-- Begin Data shown --
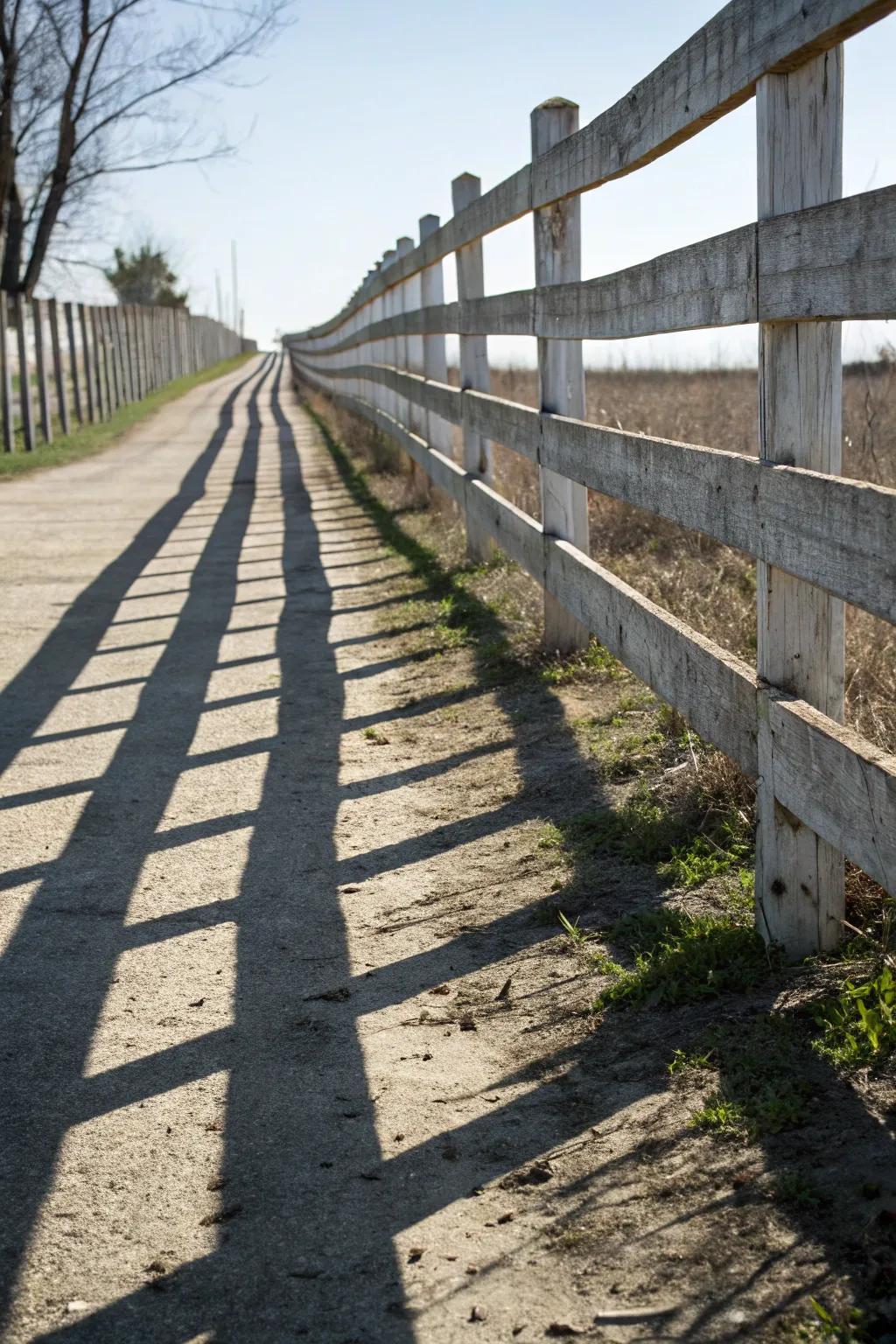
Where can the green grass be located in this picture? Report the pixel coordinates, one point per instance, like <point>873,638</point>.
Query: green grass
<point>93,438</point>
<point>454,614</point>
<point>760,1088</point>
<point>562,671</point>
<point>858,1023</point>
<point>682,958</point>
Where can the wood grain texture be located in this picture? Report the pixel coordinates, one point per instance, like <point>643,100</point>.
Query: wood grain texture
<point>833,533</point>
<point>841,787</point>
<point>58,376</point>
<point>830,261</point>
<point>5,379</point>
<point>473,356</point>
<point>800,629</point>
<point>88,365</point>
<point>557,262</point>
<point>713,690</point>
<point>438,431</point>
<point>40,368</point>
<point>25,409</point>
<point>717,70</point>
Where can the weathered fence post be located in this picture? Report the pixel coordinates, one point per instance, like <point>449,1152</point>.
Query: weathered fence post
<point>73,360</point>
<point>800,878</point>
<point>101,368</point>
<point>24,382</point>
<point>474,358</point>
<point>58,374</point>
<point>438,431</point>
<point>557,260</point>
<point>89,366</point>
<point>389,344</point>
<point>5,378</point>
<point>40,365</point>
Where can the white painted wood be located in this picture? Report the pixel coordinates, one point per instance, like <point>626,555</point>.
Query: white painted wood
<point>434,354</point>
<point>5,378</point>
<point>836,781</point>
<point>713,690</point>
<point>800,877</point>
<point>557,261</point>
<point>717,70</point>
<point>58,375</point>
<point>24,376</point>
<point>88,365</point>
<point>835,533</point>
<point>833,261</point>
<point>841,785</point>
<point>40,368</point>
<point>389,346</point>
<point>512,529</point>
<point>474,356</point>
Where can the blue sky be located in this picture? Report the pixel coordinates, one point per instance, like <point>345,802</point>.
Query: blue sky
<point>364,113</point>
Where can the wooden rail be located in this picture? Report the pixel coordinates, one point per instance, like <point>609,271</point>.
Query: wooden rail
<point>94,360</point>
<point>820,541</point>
-- End Data shown --
-- Begin Data shown --
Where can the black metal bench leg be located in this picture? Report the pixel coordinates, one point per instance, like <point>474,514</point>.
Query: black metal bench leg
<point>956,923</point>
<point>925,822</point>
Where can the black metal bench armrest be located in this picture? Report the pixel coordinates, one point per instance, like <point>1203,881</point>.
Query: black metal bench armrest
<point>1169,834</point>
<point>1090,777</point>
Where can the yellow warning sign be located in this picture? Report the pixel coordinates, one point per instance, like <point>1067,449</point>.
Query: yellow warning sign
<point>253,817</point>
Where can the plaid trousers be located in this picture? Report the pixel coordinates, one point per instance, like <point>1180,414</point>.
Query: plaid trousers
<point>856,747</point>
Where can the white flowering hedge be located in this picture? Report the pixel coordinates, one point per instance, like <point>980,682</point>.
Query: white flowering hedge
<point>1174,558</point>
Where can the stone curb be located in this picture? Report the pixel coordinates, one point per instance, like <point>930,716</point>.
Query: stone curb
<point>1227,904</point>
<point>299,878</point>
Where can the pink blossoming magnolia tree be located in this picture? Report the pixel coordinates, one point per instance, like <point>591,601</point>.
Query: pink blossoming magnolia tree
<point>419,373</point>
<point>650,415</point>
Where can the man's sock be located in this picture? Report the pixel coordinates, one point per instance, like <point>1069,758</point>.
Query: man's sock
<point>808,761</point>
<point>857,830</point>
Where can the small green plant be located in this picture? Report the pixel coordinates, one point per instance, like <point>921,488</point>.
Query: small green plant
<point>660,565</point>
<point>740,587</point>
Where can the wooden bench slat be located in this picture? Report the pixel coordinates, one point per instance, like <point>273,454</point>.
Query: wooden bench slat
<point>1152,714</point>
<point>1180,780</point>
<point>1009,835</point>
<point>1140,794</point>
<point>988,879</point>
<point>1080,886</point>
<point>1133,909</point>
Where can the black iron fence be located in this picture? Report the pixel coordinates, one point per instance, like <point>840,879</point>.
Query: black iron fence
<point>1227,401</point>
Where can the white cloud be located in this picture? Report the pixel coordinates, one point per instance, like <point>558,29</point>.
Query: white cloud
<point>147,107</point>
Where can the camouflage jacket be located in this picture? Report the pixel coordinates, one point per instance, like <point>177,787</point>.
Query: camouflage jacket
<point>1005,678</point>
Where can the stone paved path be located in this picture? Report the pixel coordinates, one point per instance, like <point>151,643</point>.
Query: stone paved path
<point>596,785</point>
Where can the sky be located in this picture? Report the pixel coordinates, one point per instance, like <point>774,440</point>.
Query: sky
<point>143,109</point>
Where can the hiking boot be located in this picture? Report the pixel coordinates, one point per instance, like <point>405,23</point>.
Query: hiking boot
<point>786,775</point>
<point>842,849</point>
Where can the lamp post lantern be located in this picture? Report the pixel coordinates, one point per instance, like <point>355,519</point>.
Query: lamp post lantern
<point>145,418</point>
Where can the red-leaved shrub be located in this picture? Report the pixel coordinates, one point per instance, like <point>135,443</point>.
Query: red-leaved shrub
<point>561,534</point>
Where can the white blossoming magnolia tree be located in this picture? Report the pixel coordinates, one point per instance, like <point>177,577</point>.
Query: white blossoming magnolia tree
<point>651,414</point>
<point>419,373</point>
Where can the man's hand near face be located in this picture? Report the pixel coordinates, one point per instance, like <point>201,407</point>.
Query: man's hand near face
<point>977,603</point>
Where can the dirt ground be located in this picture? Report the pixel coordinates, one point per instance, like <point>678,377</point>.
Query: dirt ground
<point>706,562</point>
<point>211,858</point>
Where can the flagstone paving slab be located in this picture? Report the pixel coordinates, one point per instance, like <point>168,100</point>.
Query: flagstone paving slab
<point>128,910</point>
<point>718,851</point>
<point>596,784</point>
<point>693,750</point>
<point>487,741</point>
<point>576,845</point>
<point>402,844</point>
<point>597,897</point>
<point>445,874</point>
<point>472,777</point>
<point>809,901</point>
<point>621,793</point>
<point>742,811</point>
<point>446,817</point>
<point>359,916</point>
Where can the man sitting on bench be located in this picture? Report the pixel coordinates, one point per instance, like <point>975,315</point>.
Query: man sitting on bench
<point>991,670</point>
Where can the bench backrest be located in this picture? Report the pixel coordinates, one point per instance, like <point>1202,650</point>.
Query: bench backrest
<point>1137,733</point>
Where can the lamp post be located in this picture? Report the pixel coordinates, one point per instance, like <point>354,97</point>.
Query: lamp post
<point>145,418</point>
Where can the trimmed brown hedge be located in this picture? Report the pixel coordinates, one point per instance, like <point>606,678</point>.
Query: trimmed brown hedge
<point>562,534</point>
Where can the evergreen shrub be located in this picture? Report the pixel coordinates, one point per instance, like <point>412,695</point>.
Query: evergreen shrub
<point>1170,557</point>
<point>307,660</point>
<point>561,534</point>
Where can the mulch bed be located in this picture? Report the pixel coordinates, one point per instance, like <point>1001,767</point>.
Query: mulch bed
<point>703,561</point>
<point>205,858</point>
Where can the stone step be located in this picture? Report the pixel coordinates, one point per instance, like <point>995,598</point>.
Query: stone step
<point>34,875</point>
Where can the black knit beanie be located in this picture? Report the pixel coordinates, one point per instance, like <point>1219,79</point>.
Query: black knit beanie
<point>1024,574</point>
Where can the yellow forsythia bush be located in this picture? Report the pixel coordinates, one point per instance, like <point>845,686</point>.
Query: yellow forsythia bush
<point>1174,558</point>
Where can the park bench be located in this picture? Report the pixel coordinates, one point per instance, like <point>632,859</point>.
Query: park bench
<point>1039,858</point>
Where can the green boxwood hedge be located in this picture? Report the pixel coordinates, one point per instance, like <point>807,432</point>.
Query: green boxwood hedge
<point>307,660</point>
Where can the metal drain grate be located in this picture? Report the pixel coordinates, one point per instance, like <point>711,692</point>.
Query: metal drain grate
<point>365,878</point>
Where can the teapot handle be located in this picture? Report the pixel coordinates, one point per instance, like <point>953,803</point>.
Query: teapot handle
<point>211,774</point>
-- End Data shown --
-- Begin Data shown --
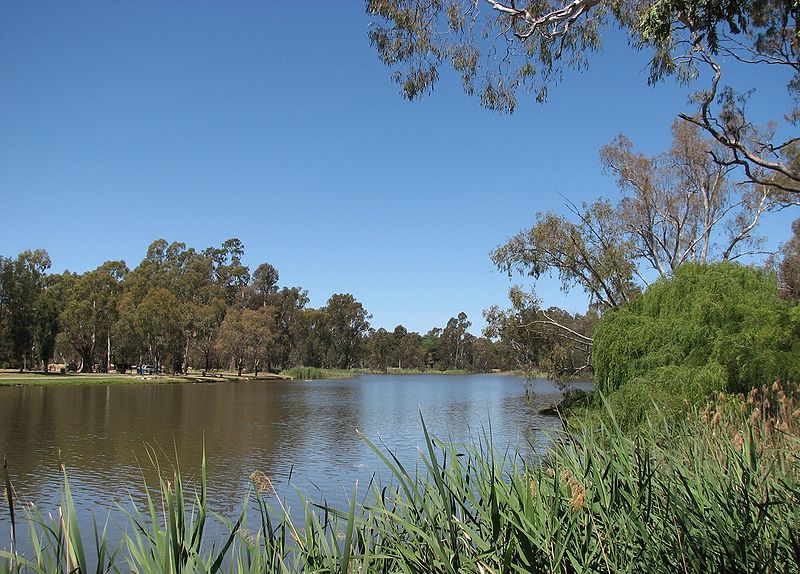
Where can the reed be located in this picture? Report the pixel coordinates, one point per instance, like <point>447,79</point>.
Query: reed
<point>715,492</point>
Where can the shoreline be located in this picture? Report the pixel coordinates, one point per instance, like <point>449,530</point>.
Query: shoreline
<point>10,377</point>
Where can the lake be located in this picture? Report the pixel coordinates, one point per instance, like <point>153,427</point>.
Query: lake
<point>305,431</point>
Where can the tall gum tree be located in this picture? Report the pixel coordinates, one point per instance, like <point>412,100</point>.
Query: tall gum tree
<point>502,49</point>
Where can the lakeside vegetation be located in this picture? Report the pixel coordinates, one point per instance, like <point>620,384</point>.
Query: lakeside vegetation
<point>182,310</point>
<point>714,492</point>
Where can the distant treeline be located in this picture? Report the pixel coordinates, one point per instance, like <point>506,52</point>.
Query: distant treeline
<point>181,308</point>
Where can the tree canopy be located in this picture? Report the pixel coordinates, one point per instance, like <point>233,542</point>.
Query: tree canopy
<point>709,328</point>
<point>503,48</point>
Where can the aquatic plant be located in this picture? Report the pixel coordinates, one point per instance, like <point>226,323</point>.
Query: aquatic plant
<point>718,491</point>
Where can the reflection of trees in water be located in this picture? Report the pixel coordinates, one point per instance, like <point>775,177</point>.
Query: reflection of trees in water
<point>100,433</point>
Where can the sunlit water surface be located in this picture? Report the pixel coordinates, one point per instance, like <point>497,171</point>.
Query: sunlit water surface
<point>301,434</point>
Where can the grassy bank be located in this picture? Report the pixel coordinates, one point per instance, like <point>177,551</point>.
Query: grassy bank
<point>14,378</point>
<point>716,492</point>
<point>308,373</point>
-- End Data shown --
Count the lines in the rows above that contain the string "treeline", and give only that number.

▸ Correct output: 2